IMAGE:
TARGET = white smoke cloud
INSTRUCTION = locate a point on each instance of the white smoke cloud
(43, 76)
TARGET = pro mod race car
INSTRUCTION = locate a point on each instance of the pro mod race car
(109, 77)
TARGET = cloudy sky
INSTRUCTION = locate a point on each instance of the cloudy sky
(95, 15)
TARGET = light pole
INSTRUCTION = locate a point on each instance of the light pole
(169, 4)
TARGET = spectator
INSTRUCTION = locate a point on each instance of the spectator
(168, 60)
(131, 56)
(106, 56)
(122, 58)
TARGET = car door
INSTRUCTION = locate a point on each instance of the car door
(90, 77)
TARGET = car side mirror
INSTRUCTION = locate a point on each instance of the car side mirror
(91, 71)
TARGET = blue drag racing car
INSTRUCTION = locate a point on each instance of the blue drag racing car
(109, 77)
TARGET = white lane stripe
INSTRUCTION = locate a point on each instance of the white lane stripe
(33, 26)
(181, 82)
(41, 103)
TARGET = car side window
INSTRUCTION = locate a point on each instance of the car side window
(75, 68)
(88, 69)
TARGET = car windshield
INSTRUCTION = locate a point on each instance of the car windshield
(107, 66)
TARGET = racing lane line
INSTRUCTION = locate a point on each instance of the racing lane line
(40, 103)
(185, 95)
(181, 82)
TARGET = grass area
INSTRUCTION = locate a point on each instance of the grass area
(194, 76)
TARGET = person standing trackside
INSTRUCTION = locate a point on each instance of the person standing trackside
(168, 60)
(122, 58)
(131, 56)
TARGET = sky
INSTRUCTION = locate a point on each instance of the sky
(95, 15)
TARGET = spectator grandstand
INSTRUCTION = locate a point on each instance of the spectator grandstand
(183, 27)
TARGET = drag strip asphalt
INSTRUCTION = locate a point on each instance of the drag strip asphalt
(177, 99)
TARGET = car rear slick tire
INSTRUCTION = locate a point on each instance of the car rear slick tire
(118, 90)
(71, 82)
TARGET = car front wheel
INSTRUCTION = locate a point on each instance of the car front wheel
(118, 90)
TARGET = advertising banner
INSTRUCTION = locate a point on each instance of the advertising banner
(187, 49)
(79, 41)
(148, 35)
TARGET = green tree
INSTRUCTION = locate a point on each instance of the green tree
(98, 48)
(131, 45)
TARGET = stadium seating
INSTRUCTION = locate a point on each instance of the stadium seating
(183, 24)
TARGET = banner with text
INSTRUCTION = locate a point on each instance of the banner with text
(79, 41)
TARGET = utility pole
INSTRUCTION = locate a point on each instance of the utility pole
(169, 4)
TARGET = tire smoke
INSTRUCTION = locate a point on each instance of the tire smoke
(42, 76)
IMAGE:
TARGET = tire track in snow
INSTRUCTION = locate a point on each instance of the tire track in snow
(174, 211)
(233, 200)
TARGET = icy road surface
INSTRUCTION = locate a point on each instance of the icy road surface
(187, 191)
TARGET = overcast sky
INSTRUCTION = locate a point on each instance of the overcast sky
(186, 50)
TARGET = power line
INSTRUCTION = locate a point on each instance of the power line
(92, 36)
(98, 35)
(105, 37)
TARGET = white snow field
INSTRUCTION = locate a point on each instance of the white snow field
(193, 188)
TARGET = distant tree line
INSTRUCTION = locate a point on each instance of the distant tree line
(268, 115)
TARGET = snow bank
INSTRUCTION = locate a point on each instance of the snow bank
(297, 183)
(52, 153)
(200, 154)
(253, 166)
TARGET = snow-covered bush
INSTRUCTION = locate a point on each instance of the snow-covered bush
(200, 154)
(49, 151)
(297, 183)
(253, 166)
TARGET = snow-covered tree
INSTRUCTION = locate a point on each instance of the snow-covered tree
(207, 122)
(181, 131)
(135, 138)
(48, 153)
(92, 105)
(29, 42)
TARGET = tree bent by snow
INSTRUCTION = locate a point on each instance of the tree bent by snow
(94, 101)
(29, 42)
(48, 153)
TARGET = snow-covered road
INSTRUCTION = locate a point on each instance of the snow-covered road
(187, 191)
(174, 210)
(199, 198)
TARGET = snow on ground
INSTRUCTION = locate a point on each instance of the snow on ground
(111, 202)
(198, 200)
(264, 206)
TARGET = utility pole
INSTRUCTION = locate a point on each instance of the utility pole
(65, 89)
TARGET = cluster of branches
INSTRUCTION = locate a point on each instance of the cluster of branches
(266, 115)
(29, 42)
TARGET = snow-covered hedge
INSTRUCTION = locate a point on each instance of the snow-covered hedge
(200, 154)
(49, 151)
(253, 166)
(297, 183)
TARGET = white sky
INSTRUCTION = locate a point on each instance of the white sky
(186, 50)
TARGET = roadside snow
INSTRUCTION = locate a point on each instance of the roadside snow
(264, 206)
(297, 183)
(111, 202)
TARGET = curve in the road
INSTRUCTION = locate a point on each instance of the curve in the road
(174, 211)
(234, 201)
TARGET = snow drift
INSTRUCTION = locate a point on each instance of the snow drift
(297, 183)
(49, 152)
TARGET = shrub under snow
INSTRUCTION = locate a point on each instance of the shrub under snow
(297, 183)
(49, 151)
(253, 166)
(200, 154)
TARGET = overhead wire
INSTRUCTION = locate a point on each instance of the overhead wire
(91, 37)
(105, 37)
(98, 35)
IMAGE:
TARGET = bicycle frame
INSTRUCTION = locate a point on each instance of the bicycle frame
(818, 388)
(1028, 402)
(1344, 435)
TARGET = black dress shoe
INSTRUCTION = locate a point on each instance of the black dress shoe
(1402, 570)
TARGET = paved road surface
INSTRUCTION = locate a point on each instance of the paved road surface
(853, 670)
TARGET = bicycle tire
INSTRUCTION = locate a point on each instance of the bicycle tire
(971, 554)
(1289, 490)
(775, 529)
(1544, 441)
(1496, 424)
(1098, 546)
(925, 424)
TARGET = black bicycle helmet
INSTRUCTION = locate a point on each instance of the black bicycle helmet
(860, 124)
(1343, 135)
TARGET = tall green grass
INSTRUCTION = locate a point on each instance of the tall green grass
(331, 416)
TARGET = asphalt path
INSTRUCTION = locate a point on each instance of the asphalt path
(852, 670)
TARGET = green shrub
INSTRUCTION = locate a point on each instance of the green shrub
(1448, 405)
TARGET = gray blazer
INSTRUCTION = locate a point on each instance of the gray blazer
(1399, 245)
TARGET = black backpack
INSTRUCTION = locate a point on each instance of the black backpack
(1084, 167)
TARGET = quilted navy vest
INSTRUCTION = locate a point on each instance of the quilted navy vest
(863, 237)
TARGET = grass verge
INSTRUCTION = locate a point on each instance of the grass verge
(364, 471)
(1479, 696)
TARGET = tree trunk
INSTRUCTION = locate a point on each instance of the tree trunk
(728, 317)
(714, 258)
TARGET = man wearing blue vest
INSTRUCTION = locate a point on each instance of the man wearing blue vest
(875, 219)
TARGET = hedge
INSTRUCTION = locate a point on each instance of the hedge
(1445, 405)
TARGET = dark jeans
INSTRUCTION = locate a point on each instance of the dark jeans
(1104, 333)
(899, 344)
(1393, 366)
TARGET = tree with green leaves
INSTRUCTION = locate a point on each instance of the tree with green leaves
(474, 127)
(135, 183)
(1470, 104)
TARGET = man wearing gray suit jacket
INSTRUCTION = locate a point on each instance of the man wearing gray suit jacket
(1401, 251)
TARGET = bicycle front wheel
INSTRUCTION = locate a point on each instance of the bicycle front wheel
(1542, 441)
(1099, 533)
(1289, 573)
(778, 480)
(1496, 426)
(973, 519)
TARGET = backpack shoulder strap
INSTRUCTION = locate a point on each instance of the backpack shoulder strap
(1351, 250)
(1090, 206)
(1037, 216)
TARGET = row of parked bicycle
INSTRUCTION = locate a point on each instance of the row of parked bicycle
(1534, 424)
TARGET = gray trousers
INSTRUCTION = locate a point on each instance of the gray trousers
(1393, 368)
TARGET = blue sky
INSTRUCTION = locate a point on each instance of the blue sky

════

▸ **Exercise**
Rewrite every line in the stretch from the line containing "TARGET = man wearing blue vest" through the line containing "(1393, 366)", both included, and leave all other lines out. Multiply each coordinate in the answers by 1.65 and round it to a whole number, with halves rounded up.

▸ **Full answer**
TARGET = man wearing blue vest
INSTRUCTION = locate a point on each instance of the man wearing blue vest
(1444, 361)
TARGET = hedge
INSTRUCTION = locate a point on each instance of the hedge
(2384, 668)
TARGET = dark jeans
INSTRUCTION = locate a point on each instance of the dark jeans
(1822, 549)
(1483, 568)
(2298, 604)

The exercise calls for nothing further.